WHAT IS NEEDED: Copy out the rows below with every "even-odd" switched to "nonzero" and nothing else changed. Leave the pictures out.

====

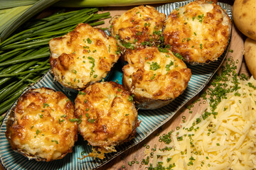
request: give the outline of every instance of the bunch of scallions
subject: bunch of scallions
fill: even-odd
[[[31,19],[0,43],[0,121],[21,93],[50,69],[48,42],[73,30],[77,24],[104,23],[110,13],[97,8],[53,13]]]

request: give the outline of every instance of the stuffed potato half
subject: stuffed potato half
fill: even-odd
[[[164,25],[165,44],[191,64],[217,60],[231,34],[231,21],[225,11],[206,0],[173,10]]]
[[[113,147],[131,140],[139,125],[132,96],[113,81],[95,83],[80,91],[75,106],[80,134],[103,150],[114,151]]]
[[[86,23],[52,39],[49,45],[54,78],[77,90],[105,78],[119,57],[115,39]]]
[[[122,84],[142,109],[169,104],[183,93],[191,76],[181,60],[156,47],[127,51],[124,60],[128,64],[122,69]]]
[[[9,115],[6,136],[11,148],[29,159],[53,161],[72,152],[78,139],[73,103],[60,91],[30,89]]]

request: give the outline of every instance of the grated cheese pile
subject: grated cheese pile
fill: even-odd
[[[228,88],[233,86],[232,81],[226,84]],[[204,119],[198,113],[172,132],[169,149],[155,154],[153,167],[256,169],[256,80],[239,79],[238,84],[218,103],[217,114]]]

====

CORRECT RESULT:
request: give the outline of every instance of the bunch of scallions
subject: bunch of scallions
fill: nonzero
[[[31,19],[0,43],[0,121],[21,93],[50,69],[48,42],[73,30],[77,24],[104,23],[110,13],[97,8],[53,13]]]

request: give the outline of every instance of the stuffed potato half
subject: stuffed potato half
fill: nonzero
[[[164,25],[165,44],[191,64],[217,60],[231,34],[231,21],[225,11],[206,0],[173,10]]]
[[[113,147],[131,140],[139,125],[132,96],[113,81],[95,83],[80,91],[75,106],[80,134],[103,150],[114,151]]]
[[[86,23],[52,39],[49,45],[54,78],[77,90],[105,78],[119,57],[115,39]]]
[[[122,84],[142,109],[169,104],[183,93],[191,76],[181,60],[156,47],[127,51],[124,60],[128,64],[122,69]]]
[[[9,115],[6,136],[11,148],[29,159],[53,161],[72,152],[78,139],[73,103],[60,91],[30,89]]]

request: give the outline of every instance of the grated cheese pile
subject: grated cheese pile
fill: nonzero
[[[228,88],[233,86],[232,81],[226,84]],[[204,119],[198,113],[172,132],[169,149],[155,154],[153,167],[256,169],[256,80],[239,79],[238,84],[218,103],[217,114]]]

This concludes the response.